* [Data supplied]:
[Start of Attachment]
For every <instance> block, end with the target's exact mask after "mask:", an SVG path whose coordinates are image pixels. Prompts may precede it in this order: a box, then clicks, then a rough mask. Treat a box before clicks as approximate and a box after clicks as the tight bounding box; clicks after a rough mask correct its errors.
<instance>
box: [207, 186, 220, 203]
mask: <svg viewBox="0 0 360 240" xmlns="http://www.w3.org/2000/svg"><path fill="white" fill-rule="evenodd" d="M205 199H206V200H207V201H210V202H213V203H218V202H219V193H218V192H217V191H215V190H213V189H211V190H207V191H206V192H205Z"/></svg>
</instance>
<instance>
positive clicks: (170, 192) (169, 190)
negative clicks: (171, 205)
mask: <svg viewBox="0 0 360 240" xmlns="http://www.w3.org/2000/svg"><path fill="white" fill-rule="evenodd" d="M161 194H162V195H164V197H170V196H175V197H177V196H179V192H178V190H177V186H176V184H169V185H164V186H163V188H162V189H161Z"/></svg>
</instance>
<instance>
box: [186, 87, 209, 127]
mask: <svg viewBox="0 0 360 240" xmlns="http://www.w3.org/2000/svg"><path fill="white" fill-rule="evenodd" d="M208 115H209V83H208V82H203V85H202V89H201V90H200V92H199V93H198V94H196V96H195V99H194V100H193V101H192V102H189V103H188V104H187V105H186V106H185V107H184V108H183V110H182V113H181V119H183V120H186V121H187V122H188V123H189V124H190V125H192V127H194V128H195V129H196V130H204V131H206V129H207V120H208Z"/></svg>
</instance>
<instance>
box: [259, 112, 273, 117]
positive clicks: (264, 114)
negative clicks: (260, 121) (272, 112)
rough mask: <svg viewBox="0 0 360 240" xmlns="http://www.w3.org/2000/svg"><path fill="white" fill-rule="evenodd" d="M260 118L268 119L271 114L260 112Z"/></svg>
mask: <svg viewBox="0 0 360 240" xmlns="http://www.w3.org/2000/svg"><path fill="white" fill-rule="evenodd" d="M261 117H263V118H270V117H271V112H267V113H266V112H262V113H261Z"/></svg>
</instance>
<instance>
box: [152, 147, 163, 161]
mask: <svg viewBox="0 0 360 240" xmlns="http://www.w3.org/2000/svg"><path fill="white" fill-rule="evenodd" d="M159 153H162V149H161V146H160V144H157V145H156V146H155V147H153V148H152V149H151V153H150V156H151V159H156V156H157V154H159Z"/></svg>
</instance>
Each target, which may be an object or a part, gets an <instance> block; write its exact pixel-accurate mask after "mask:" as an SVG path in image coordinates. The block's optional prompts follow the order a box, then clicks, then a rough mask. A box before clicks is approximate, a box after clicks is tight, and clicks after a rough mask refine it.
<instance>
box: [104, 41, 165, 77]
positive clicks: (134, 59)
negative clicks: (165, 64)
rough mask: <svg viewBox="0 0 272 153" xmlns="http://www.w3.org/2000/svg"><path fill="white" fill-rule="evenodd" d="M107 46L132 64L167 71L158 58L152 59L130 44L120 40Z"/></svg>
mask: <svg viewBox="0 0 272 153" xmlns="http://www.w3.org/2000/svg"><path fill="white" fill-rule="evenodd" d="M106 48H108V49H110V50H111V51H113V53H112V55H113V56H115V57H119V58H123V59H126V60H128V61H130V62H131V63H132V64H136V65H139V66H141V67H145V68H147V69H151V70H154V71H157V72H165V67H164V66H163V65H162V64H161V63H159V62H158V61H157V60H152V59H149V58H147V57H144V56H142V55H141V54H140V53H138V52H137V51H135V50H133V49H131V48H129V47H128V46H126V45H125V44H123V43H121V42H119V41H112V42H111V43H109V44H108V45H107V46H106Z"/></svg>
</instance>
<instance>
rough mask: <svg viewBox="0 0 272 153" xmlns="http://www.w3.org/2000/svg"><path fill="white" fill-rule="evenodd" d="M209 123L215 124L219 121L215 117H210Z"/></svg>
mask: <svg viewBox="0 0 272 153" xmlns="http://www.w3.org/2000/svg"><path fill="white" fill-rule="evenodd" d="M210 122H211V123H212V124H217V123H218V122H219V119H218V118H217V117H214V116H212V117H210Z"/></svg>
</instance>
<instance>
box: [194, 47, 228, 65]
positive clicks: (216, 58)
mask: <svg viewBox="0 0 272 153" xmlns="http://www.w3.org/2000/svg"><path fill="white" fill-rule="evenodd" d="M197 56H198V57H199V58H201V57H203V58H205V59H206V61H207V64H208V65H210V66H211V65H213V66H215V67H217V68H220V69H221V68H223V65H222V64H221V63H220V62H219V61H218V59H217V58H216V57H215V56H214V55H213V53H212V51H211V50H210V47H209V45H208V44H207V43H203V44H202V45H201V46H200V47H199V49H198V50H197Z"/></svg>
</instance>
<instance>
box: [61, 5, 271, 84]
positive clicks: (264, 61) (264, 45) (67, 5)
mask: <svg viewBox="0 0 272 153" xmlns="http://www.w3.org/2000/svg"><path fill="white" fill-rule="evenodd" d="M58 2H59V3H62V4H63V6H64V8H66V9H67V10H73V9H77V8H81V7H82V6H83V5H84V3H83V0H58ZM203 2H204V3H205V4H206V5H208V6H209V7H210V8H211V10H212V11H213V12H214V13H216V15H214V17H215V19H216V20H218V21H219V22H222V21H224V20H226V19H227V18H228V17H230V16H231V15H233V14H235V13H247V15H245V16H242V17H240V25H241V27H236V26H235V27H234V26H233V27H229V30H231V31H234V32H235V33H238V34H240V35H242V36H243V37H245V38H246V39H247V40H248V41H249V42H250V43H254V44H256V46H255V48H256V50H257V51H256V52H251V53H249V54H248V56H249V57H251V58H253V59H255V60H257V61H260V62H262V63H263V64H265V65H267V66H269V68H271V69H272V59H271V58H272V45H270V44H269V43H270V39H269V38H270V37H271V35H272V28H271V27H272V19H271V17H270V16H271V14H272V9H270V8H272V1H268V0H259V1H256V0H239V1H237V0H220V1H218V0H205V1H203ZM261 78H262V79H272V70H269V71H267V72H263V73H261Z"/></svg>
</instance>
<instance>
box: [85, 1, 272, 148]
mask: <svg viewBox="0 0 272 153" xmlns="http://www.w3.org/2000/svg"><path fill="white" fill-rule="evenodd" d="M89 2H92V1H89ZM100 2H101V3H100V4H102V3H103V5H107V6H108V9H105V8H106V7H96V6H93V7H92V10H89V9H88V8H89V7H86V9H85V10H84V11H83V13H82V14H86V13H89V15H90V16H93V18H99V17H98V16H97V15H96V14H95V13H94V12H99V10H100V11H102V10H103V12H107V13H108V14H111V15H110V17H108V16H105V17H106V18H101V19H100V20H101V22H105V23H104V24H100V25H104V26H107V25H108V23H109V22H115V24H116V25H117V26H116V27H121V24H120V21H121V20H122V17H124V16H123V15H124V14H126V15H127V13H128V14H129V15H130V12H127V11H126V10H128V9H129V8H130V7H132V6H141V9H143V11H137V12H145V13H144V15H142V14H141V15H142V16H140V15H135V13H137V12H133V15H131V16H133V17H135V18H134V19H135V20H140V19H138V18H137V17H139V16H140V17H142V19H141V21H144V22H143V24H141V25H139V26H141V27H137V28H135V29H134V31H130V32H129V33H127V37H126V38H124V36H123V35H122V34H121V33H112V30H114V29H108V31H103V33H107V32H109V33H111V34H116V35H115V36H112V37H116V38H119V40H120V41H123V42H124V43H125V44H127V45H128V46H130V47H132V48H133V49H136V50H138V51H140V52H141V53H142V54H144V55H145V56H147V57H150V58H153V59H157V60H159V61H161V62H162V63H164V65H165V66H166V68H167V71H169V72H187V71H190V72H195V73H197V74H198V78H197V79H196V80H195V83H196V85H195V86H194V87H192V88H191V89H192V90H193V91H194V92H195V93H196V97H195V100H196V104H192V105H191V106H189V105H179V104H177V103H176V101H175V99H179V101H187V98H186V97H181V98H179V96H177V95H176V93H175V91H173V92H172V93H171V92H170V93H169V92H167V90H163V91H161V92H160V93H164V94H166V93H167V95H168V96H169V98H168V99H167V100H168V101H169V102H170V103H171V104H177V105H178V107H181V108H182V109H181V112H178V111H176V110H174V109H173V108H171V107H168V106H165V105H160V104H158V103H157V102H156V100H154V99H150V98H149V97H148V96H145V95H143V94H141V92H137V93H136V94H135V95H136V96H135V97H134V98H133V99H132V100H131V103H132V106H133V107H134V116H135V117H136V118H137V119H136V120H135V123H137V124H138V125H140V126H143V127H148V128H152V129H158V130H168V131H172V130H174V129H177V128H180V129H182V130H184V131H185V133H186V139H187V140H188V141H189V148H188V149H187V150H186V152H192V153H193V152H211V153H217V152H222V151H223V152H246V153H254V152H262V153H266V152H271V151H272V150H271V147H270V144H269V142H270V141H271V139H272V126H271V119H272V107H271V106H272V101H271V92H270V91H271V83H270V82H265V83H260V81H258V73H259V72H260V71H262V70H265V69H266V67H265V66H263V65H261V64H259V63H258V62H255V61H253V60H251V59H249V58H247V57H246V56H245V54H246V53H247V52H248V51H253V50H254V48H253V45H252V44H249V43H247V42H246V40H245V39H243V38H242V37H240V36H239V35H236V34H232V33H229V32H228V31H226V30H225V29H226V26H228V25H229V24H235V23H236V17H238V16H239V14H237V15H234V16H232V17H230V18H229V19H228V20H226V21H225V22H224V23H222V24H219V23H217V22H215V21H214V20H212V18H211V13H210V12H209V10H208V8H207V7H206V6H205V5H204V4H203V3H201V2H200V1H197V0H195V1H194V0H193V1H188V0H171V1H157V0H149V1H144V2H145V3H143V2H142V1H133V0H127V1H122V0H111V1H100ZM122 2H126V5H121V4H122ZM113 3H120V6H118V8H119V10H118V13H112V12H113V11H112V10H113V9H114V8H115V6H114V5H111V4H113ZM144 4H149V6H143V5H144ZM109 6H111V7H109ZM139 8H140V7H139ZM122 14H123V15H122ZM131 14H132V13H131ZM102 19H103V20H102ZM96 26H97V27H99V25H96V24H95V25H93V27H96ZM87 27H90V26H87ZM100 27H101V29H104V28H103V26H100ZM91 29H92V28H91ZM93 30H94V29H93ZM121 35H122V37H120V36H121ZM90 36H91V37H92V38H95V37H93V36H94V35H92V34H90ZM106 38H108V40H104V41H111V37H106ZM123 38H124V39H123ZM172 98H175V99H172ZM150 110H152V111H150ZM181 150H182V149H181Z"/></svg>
[End of Attachment]
* [Task details]:
Lines from the entries that contain the word "block" are what the answer must hold.

* [Answer space]:
For every <instance> block, end with the target's exact mask after "mask:", an SVG path whose coordinates are image pixels. Prompts may precede it in this order: a box, then clicks, then a rough mask. Treat a box before clicks as approximate and a box after clicks as the tight bounding box; clicks after a rough mask correct its errors.
Each target, which may be an object or a part, gets an <instance> block; write its exact pixel-accurate mask after "mask:" as an SVG path in image coordinates. The block's optional prompts follow the order a box, then clicks, then a rough mask. A box before clicks is approximate, a box after clicks is tight, and clicks after a rough mask refine it.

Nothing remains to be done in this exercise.